### Testo della pagina:
Caschetto biondo e jeans. Un contrappasso alla Nino D’Angelo prima maniera, ‘Nu jeans e ‘na maglietta, per un giovane mitteleuropeo di Trieste.
(Cuperlo ride) Non ci avevo mai pensato, però poi anche Nino D’Angelo è stato rivalutato, un po’ come è successo a Jovanotti. Il giubbotto di jeans era un residuo tardo adolescenziale ed io non ero nemmeno più tanto giovane. Quella foto è del 6 maggio 1989.
Una memoria di ferro.
Noi giovani comunisti eravamo abituati alle mobilitazioni studentesche o contro i missili della Nato a Comiso. Quella manifestazione invece fu un’idea di Veltroni, in linea con il nuovo corso occhettiano: partito e Fgci insieme per il lavoro, per il contrasto alla droga. Finì tutto con un concerto in piazza del Popolo a Roma.
Quel giubbotto è diverso dal chiodo di pelle modello Fonzie indossato da Matteo Renzi ad Amici, su una rete berlusconiana.
Ricordo che fu Nanni Moretti a dire che i ragazzi della Fgci erano cresciuti guardando Happy Days. La differenza è che magari lì ad Amici era tutto più curato.
Il romanzo di formazione di Renzi è tutto nel ventennio berlusconiano.

### Elenco delle righe:
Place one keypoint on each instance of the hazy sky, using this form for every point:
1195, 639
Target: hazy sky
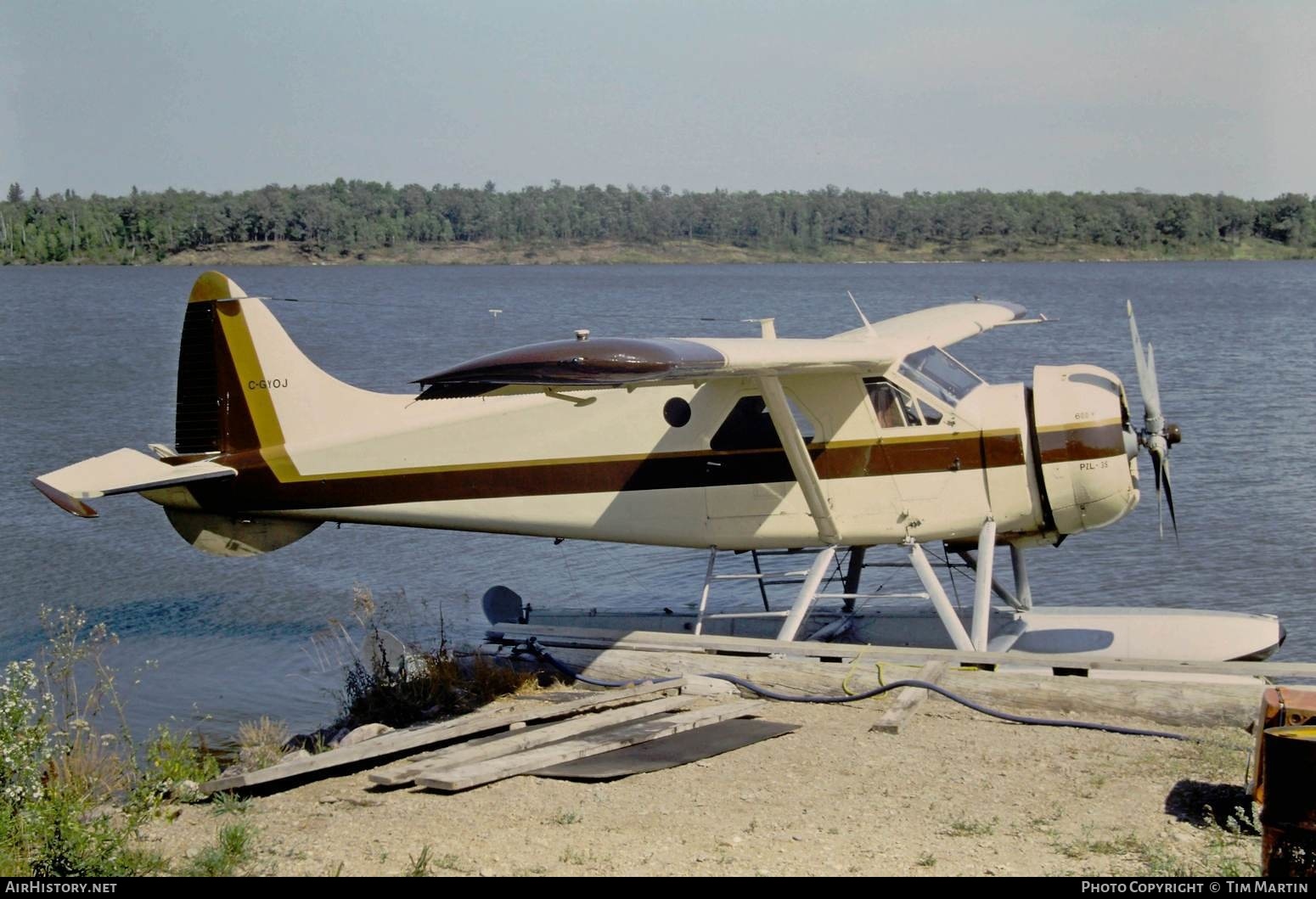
1175, 96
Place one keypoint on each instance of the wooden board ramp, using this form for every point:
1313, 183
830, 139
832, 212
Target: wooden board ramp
1162, 702
471, 774
408, 741
514, 741
909, 700
677, 643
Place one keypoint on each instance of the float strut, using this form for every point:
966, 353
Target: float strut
808, 590
937, 594
703, 595
997, 586
853, 573
1021, 590
982, 587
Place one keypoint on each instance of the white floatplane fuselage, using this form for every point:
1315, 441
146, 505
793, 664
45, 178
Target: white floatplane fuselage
871, 437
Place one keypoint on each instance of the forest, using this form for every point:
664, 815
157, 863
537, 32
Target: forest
356, 220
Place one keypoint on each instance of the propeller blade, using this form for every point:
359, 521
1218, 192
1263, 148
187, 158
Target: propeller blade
1146, 372
1152, 395
1160, 515
1169, 500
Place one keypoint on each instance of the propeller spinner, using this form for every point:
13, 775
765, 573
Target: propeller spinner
1157, 435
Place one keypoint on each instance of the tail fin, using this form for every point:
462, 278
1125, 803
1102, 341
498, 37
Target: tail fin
242, 383
242, 386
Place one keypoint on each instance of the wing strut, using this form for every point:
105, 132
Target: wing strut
798, 453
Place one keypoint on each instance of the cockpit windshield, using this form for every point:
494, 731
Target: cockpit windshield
940, 374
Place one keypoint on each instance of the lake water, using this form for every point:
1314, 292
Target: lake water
88, 365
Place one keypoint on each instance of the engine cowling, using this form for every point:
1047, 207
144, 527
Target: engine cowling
1086, 449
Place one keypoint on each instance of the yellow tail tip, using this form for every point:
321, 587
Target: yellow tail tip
215, 286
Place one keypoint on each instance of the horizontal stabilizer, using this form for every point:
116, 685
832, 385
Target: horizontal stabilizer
121, 471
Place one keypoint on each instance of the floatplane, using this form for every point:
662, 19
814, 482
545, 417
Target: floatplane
820, 449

### Esercizio A:
Modifichi le righe dell'elenco dalla riga che contiene "Place one keypoint on each instance of the lake" fino all'ultima riga dell'elenco compresa, sostituendo "engine cowling" con "engine cover" e lasciando invariato tutto il resto.
### Esercizio B:
Prosegua l'intervista a Cuperlo a partire dall'ultima frase riportata.

### Risposta A:
Place one keypoint on each instance of the lake water, using this form for every point:
1314, 292
Target: lake water
88, 365
Place one keypoint on each instance of the engine cover, using this form for every point:
1047, 207
144, 527
Target: engine cover
1086, 449
Place one keypoint on each instance of the yellow tail tip, using this form for every point:
321, 587
Target: yellow tail tip
215, 286
Place one keypoint on each instance of the horizontal stabilizer, using this form for every point:
116, 685
832, 385
Target: horizontal stabilizer
121, 471
Place one keypoint on each instance of the floatplane, using this form for every point:
662, 19
814, 482
545, 417
Target: floatplane
820, 449

### Risposta B:
E’ una questione di generazione. Io ho scoperto la tv a colori per la prima volta nel 1972, in un bar della mia città. C’erano le olimpiadi di Monaco. Mi sono formato sui tre canali della tv pubblica. E il primo cellulare che vidi era una sorta di casseruola che si portava a tracolla.
Nostalgia?
Oggi non metterei quel giubbotto nemmeno sotto tortura. La vera nostalgia è per altro.
Il Partito, con la P maiuscola?
Per due elementi sì.
Il primo?
C’era un senso spiccato di comunità, un tratto decisivo di gratuità nell’impegno e nella militanza.
Il secondo?
L’incontro con la politica era una palestra di civismo, non priva di durezza. Alle spalle avevamo anni tragici: il terrorismo, la tragedia di Moro, la strage di Bologna del 2 agosto.
La palestra non c’è più e basta farsi nominare per arrivare in Parlamento.
Ecco, nella Fgci questo aspetto delle istituzioni era marginale. Solo nell’ultima fase eleggemmo quattro deputati e fu una grande novità che rompeva con la tradizione. Oggi le istituzioni sono tutto, i partiti sono elefanti che si sono estinti. C’è la mobilità sociale anche nelle istituzioni.
In che senso?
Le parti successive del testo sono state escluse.